— SOURCE INFORMATION —
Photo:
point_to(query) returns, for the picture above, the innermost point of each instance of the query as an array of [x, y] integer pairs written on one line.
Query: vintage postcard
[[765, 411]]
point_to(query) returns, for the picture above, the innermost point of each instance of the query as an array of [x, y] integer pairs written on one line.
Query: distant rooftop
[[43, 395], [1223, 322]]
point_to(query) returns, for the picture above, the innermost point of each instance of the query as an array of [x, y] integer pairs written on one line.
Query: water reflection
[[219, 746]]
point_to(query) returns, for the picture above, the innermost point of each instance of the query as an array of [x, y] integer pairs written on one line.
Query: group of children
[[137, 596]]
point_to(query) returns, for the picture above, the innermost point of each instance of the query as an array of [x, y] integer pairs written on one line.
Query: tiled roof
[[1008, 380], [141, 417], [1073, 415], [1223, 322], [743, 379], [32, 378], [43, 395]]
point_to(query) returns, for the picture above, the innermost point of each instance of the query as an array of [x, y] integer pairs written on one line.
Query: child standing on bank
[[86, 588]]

— TASK REQUIREMENTS —
Search the data for "Query: distant rooftop". Beginning with that line, set down every line through the last exactly.

— TASK RESULT —
Query: distant rooftop
[[43, 395], [1223, 322]]
point_to(query) returns, for the picture above, the innermost point of each instance of the query as an array of [x, y] integer pairs written on one line.
Query: water reflection
[[219, 746]]
point_to(query) returns, for the picture above, the innermost point of each instance of the query as an array of [x, y] integer pairs written on one line.
Query: group of children
[[137, 596]]
point_to(query) returns, for the picture above, the innermost point of each instance of the query as an array of [x, y] integer pairs written on one line.
Query: tiled roof
[[1008, 380], [141, 417], [1073, 415], [1223, 322], [743, 379], [32, 378], [43, 395]]
point_to(query) returns, for the picture above, the innermost point of each instance of the query as an array of [x, y] integer pairs written on one line.
Query: child standing on bank
[[86, 588]]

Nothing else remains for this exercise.